● Provided text:
───

Virtues Beneficial for Women – part 2


We will talk about the third topic, which is hijab (the veil) and will proceed in the same context i.e. a Muslim’s responsibility towards Islam.

I want to put forward a new concept concerning what hijab is all about. [People who are aware of the basics of Islam] know that hijab is:

1- A duty imposed by Allah.
2- A behavior that protects society from temptation

But, there is another purpose of  hijab, which is related to the concept we are discussing now, it is a
symbol of Islam.

Allah wants Islam to exist throughout life, all over the earth not only inside mosques, but outside of them as well. On the other hand, Islam’s enemies want it to be only inside the mosques and never outside. Therefore, we want good Muslim role models to walk in the streets. Then people will be reminded of Islam while they are in the streets and they will remember Allah every minute, every second; needing no one to speak with them directly about Islam.

I think that the primary purpose of legislating hijab, other than preservation of virtue, is the goal we have been talking about. So, if we search for a way to remind people in the street about Islam, there will be no way better than hijab. It is impossible for a person to walk on the street, go to people in their houses and raise his voice reminding them of their prayers. So, how can we do it without speaking?

───

● Dataset extract:
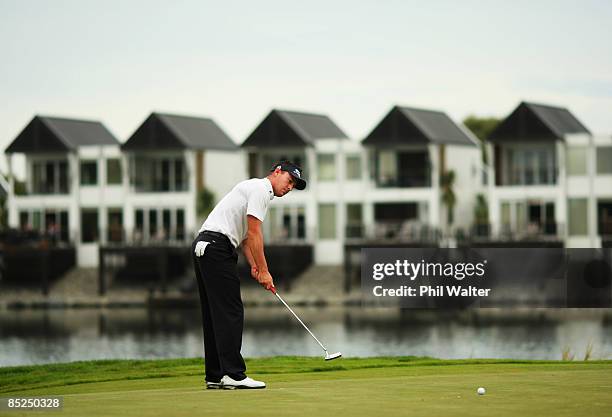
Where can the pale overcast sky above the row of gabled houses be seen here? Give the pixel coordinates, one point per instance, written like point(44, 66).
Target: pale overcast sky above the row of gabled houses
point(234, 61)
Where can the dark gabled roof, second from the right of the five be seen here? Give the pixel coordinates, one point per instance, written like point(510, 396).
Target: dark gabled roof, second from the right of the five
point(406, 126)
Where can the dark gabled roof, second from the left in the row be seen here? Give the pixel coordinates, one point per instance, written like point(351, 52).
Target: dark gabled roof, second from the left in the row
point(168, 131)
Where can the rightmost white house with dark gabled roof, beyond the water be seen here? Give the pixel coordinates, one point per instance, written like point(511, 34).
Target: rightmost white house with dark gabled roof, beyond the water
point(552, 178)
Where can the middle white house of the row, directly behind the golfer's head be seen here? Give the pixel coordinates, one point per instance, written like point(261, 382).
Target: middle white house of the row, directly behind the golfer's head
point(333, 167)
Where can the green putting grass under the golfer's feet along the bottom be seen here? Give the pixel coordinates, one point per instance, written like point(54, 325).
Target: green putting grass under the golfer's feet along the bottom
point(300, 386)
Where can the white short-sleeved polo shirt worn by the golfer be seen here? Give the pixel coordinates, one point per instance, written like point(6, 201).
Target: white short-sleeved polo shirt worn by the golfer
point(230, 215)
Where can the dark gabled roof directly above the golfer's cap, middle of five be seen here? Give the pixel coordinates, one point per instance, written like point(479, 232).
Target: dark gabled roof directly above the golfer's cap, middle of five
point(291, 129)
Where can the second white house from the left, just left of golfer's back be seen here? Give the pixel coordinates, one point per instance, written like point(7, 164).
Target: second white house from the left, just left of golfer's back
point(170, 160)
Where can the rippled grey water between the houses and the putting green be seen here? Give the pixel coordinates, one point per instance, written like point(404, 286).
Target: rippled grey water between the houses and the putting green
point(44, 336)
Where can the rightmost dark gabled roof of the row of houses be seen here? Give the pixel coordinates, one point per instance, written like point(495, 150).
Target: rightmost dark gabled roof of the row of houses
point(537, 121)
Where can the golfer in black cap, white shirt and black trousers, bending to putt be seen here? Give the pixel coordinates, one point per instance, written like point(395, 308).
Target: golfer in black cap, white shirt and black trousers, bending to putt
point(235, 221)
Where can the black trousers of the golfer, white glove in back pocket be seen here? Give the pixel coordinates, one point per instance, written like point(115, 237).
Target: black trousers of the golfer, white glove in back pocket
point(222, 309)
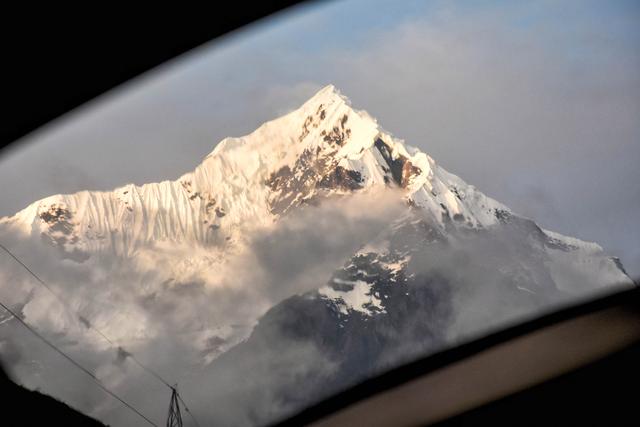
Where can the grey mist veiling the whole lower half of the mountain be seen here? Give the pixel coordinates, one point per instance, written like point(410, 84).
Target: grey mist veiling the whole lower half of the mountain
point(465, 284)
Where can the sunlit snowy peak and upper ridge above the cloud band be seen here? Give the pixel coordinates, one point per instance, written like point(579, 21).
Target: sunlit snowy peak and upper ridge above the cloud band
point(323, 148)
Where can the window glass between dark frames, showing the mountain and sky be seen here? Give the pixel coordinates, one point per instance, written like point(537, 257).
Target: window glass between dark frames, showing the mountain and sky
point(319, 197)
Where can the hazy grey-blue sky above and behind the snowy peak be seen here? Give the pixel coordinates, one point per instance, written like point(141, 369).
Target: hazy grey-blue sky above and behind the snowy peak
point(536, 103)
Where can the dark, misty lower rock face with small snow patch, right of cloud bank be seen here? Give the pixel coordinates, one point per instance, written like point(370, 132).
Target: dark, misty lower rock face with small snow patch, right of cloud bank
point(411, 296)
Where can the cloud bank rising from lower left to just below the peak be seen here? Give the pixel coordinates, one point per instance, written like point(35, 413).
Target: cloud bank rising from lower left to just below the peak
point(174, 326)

───

● Problem requirements: Reproduce word for word the passage of the text on hijab that runs from "I want to put" up to and including "symbol of Islam.".

● Problem solution:
I want to put forward a new concept concerning what hijab is all about. [People who are aware of the basics of Islam] know that hijab is:

1- A duty imposed by Allah.
2- A behavior that protects society from temptation

But, there is another purpose of  hijab, which is related to the concept we are discussing now, it is a
symbol of Islam.